**Given data:**
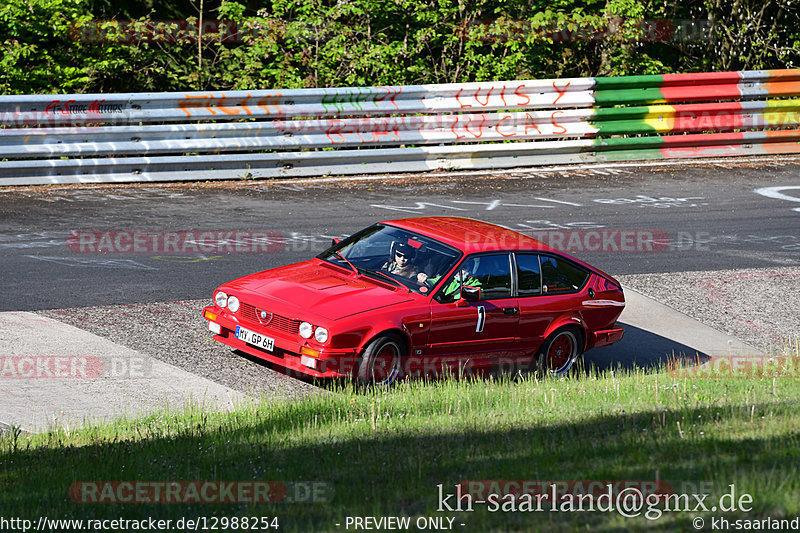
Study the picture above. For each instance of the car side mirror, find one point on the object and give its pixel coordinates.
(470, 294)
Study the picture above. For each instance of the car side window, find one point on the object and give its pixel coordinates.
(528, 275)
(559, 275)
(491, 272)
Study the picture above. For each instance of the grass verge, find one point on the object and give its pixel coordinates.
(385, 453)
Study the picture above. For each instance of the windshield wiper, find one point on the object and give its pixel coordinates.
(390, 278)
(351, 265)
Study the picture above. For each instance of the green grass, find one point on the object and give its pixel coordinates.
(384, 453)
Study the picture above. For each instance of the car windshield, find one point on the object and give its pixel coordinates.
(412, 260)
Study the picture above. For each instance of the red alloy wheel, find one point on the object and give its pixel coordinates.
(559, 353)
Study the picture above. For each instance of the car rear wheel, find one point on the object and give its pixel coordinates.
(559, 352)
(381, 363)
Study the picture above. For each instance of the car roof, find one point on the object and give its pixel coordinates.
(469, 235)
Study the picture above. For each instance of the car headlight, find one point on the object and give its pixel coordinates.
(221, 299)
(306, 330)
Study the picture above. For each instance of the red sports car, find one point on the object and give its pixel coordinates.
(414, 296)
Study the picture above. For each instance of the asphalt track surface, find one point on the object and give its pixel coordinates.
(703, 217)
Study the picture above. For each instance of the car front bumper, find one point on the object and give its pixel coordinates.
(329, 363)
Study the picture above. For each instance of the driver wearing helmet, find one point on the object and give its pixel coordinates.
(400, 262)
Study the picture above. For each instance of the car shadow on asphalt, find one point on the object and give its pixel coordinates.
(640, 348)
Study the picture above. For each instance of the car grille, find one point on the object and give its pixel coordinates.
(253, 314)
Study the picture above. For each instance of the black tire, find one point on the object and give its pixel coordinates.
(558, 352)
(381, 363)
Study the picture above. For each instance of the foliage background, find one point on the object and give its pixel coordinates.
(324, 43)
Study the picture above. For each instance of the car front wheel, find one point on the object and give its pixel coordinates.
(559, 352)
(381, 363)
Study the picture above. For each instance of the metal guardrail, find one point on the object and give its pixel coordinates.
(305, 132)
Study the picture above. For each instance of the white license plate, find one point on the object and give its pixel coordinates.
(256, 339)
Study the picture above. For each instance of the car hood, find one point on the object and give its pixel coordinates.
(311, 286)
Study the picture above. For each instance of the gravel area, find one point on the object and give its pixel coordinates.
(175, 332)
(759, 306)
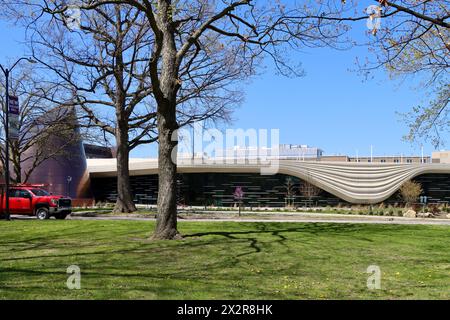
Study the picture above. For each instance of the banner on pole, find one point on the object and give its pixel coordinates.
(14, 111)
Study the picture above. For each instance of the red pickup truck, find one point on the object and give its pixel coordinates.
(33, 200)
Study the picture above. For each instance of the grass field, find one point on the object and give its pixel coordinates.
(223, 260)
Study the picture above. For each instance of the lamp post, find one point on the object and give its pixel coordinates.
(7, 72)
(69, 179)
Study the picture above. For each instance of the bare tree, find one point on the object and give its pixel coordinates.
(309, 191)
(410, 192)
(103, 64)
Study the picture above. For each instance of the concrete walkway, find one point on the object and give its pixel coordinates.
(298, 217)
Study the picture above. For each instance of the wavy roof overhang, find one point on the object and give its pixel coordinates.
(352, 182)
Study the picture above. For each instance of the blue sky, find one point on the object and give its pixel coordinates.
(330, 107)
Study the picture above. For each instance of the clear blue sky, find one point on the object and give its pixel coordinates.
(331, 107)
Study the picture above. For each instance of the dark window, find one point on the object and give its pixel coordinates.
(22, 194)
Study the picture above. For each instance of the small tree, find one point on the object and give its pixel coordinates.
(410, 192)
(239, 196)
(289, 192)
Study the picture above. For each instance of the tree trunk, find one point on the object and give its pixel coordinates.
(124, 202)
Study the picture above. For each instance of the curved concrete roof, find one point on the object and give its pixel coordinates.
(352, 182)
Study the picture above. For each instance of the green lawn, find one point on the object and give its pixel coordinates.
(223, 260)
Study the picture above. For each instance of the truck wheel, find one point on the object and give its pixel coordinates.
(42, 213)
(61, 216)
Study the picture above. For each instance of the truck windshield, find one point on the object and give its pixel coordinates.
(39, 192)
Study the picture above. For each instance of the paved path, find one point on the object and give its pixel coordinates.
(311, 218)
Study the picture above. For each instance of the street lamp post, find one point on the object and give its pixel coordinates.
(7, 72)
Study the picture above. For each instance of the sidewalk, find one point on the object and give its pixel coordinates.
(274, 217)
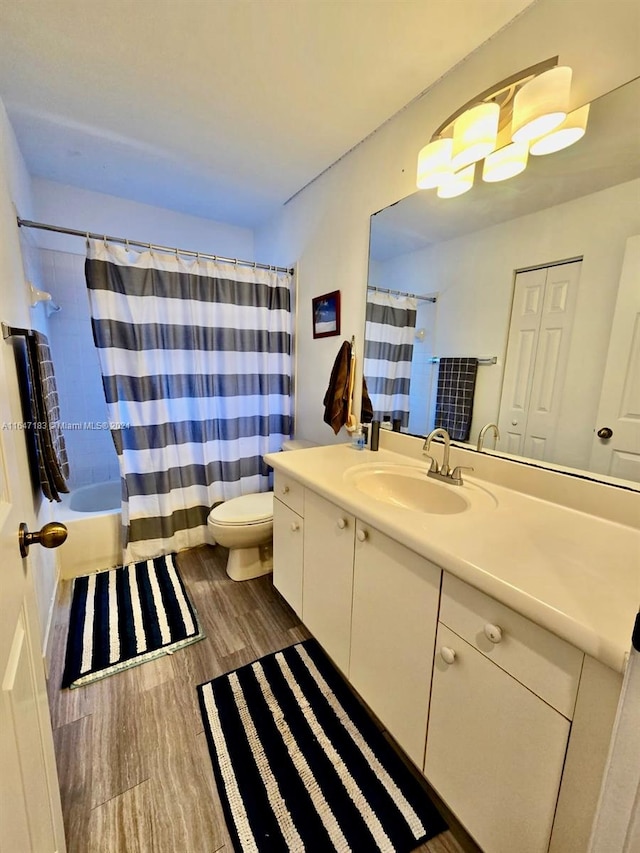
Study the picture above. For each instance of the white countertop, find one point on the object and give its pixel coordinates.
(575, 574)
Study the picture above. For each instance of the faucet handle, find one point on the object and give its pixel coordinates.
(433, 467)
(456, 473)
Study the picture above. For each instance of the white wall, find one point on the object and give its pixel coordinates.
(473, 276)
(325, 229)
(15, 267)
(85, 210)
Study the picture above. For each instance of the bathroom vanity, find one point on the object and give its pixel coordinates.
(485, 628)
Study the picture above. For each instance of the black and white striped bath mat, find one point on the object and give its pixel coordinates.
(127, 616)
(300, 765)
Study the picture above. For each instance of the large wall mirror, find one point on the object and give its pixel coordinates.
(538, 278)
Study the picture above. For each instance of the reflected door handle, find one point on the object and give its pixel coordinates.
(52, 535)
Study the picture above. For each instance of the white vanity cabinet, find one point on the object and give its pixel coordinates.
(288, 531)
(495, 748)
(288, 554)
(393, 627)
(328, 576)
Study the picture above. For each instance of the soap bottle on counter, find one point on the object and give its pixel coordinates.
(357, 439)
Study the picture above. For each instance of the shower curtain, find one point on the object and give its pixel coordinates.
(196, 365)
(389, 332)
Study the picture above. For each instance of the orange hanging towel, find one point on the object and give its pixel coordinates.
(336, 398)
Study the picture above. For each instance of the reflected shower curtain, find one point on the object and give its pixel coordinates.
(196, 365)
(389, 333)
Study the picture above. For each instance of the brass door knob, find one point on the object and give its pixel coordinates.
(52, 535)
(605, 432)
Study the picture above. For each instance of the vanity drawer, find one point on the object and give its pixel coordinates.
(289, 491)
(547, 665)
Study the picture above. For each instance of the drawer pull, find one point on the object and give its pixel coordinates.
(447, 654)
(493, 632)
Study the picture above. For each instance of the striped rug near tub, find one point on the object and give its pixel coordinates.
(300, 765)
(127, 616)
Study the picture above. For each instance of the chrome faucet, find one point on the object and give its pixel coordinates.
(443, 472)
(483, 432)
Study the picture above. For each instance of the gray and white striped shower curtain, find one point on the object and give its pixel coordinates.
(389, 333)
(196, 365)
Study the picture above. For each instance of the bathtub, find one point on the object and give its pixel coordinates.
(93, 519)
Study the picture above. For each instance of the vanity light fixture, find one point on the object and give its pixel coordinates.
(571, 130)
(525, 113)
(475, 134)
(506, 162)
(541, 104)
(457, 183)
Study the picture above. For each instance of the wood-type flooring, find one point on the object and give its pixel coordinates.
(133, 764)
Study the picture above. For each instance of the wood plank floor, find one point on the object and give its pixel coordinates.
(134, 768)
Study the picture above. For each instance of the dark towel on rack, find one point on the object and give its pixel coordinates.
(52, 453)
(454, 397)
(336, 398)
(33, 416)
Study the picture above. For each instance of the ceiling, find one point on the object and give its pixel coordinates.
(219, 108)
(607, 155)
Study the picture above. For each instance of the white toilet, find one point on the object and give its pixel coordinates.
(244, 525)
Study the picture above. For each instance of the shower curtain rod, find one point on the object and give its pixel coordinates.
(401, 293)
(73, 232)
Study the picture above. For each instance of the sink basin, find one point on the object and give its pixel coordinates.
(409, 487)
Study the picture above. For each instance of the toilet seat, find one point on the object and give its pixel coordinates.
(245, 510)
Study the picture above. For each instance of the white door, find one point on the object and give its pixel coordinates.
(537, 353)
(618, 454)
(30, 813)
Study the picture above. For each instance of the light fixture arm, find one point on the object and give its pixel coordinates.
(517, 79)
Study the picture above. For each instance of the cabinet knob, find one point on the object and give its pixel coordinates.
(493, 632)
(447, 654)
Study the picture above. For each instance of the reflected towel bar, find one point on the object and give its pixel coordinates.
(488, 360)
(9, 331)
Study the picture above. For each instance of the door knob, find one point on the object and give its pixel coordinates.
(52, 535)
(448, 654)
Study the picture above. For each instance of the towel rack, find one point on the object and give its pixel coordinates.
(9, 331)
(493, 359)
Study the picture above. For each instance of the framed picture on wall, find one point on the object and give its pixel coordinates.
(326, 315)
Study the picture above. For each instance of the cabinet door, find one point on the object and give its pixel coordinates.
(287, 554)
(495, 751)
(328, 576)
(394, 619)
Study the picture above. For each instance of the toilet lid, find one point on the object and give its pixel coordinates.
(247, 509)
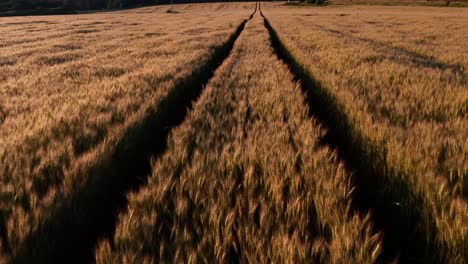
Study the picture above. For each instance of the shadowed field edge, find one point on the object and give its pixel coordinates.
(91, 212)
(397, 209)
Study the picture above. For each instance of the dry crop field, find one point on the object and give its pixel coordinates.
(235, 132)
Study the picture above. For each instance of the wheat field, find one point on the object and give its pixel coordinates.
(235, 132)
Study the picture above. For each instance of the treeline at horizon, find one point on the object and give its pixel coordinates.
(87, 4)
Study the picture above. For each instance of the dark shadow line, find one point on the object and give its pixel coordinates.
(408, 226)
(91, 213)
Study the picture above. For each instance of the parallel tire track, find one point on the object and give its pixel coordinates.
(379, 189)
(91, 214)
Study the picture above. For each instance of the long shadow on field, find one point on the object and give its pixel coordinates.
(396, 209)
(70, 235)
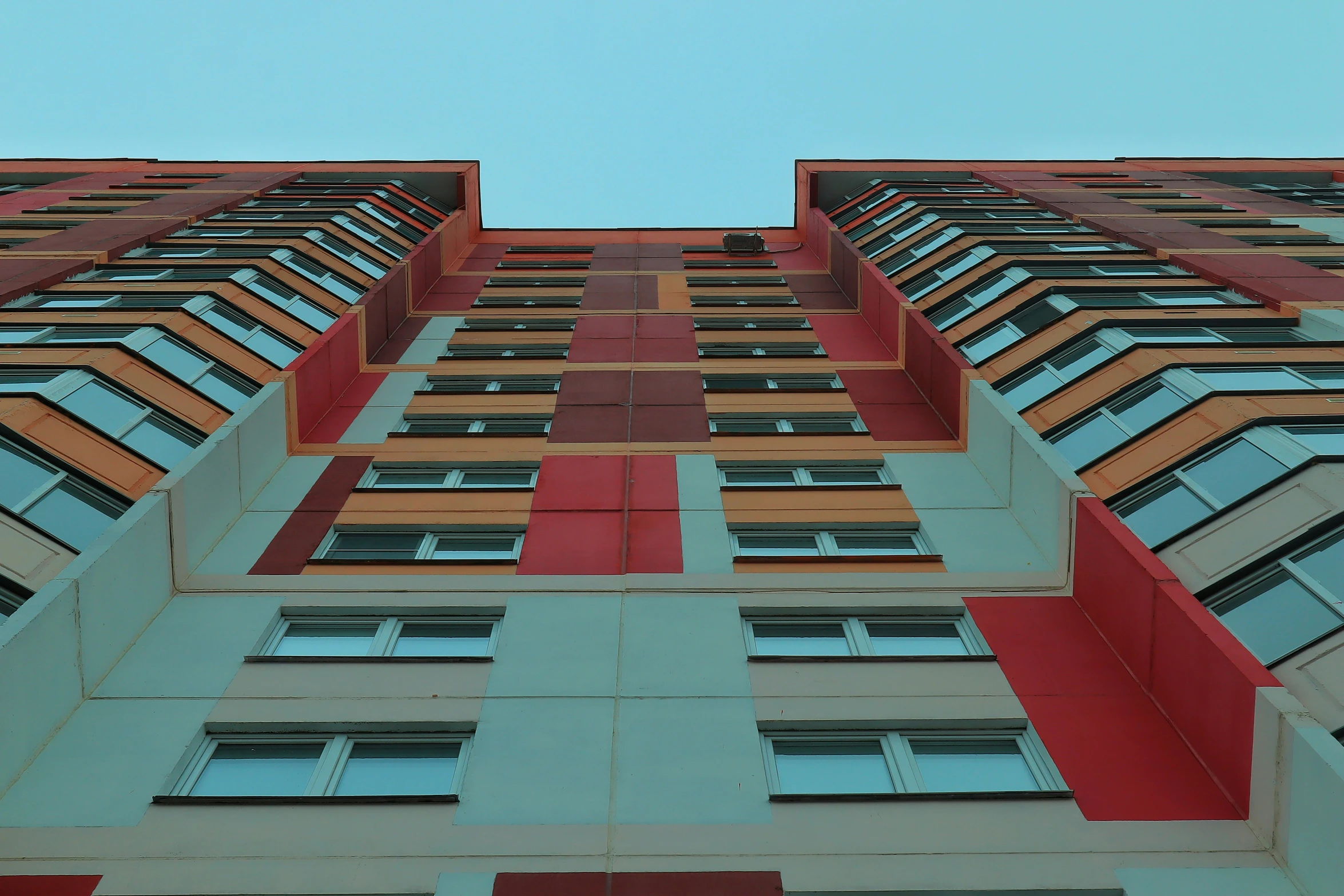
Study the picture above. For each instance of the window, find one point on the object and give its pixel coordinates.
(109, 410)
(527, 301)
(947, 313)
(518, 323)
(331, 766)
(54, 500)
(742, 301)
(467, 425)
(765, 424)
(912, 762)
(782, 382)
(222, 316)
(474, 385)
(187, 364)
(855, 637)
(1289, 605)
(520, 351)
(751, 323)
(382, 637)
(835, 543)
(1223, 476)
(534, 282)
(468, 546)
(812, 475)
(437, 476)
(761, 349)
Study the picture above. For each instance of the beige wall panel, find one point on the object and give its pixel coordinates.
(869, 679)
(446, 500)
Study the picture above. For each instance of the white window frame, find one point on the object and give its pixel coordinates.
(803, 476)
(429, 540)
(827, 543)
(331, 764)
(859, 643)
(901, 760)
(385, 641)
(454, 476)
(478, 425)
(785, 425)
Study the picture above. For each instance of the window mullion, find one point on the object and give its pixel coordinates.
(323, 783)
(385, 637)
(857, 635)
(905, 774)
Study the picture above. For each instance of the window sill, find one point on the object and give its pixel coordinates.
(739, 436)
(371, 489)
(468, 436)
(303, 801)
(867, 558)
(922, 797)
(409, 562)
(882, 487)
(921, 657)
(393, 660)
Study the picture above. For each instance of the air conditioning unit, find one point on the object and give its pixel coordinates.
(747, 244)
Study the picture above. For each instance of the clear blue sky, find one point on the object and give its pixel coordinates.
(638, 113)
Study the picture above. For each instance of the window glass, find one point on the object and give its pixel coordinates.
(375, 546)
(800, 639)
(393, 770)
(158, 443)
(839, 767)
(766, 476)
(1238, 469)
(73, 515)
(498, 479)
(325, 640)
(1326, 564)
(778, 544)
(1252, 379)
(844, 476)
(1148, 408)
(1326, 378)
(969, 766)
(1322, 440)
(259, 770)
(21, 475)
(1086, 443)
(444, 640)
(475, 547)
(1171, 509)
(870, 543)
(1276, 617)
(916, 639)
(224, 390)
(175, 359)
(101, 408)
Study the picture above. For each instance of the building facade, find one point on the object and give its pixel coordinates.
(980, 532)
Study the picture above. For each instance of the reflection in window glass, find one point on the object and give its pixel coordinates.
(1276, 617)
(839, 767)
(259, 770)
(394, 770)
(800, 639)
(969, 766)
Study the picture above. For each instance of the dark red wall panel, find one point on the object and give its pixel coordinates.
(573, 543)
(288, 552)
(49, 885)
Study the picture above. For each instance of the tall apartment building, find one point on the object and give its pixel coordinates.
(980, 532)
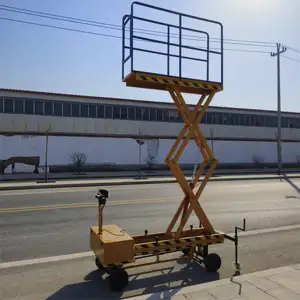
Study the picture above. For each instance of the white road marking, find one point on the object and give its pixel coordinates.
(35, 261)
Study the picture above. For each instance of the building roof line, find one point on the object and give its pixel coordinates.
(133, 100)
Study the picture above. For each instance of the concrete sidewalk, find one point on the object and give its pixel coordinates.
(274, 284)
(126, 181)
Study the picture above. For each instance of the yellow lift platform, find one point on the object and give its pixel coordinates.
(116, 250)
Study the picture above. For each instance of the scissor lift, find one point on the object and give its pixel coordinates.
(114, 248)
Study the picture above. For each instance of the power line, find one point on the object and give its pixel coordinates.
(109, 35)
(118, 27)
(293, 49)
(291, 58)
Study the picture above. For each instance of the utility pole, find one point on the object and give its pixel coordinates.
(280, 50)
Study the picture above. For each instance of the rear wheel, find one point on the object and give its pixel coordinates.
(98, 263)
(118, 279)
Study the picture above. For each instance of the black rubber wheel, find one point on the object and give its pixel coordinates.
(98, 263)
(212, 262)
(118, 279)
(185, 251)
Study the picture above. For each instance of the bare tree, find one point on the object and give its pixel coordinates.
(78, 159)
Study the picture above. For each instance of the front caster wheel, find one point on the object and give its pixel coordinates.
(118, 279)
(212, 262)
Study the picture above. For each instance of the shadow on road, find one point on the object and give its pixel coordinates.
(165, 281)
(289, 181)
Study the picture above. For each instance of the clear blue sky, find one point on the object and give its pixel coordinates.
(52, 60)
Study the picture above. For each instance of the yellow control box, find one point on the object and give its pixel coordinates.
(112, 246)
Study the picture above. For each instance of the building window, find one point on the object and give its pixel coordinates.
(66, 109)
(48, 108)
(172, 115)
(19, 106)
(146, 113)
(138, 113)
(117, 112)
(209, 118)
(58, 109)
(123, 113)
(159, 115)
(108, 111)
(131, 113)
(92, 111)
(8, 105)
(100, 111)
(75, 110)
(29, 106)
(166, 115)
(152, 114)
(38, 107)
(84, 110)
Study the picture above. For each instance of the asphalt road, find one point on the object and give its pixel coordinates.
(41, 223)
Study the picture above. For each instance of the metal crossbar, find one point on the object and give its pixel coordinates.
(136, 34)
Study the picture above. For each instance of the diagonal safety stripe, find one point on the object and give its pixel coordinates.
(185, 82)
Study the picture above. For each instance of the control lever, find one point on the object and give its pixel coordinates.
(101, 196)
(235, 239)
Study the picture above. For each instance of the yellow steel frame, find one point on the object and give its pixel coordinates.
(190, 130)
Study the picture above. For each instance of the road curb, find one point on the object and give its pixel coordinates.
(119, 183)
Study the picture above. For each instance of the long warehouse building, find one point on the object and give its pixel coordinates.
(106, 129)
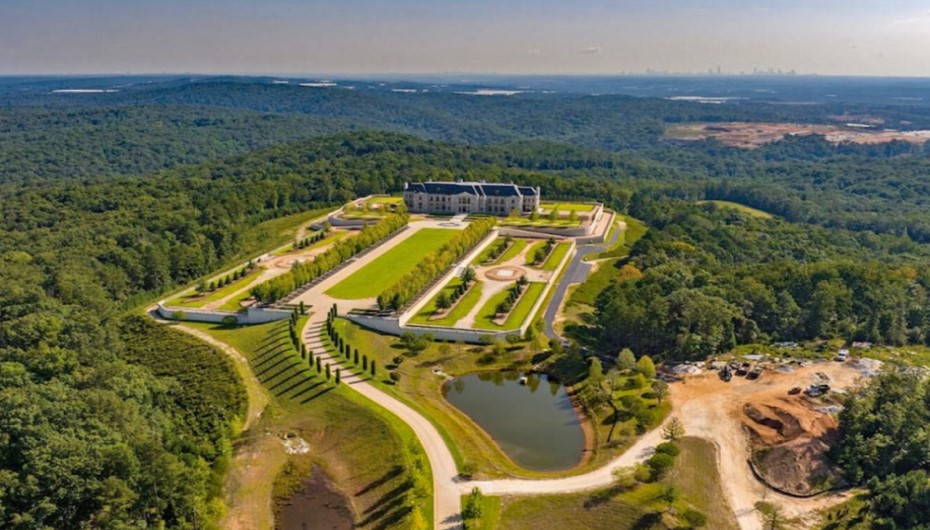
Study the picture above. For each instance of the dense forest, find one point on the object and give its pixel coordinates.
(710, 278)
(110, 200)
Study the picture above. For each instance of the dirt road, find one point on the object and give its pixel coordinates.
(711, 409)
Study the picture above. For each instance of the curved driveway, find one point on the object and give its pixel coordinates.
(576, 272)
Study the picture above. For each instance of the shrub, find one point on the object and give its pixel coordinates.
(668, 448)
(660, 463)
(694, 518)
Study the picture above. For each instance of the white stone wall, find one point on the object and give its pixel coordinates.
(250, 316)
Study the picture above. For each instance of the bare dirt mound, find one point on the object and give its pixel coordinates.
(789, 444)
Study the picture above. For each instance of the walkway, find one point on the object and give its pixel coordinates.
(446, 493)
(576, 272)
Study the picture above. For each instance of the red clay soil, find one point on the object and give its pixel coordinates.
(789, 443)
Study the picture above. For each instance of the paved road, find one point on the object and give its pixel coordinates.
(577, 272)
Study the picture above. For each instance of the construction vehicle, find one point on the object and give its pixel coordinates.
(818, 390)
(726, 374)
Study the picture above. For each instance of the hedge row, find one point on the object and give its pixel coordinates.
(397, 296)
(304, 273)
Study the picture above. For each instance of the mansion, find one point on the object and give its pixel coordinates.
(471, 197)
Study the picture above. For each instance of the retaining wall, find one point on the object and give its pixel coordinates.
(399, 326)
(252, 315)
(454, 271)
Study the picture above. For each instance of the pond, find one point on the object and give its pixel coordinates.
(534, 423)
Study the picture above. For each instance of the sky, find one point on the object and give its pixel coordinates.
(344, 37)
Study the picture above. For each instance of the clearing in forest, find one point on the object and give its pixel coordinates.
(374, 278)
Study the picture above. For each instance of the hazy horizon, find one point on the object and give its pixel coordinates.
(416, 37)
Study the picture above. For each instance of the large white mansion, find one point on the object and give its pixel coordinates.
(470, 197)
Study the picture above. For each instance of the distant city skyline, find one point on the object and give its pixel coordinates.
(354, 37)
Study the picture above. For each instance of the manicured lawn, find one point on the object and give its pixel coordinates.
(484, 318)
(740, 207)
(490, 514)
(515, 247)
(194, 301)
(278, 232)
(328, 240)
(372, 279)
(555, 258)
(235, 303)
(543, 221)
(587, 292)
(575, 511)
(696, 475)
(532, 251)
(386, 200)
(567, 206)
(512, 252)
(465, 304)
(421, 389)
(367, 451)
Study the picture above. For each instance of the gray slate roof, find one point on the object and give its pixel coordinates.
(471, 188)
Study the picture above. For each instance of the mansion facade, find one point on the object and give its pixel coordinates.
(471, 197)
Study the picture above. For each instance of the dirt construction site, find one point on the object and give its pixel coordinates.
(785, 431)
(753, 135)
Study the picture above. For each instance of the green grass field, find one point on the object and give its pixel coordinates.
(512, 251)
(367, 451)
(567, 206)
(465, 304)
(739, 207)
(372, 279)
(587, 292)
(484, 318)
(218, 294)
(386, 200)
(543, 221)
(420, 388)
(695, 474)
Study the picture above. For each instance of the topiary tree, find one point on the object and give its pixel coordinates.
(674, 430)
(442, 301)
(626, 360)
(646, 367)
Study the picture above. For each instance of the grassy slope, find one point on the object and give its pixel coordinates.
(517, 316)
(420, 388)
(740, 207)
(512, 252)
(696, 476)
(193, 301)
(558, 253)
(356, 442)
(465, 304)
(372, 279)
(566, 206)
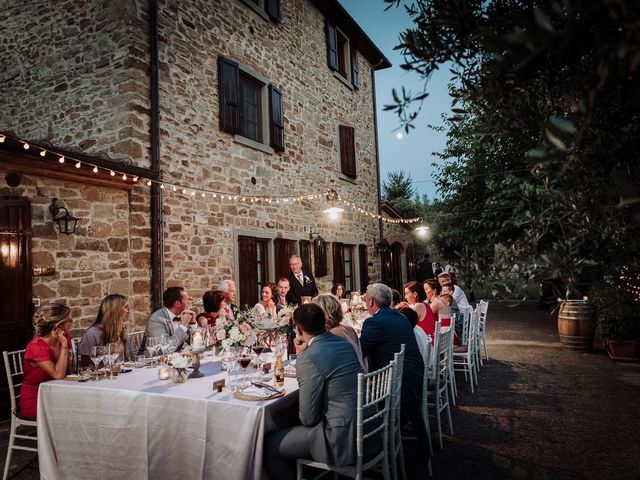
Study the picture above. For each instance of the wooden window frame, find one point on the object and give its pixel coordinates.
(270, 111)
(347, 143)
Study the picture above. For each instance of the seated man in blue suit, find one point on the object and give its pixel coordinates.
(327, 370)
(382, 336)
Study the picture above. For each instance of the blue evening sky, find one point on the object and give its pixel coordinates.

**Your task:** Find the line that contains "Study the picture above. For each instance of the topiary", then write out that line and every line after it through the end of the records, exactly. Leave the pictures out.

**Written solution:**
Study the picture above. For each instance of the topiary tree, find one point on the object and give its pixel coordinates.
(674, 430)
(442, 301)
(626, 360)
(646, 367)
Study the picture above. For each instance of the grassy slope, find one point on the object and give its pixel coordinates.
(517, 316)
(420, 388)
(740, 207)
(512, 252)
(696, 476)
(193, 301)
(558, 253)
(356, 442)
(465, 304)
(372, 279)
(566, 206)
Study the picture above. For each instance of the wooden window frame, find one point on the object and give its pixel coordinates.
(270, 111)
(347, 143)
Study the picture above. For each instance of the seated man in blue suit, find one point on the object and give its pixel coordinates.
(327, 370)
(382, 336)
Study the picture above. For each instance of the blue evening sky, find one point on the object and give its pixel coordinates.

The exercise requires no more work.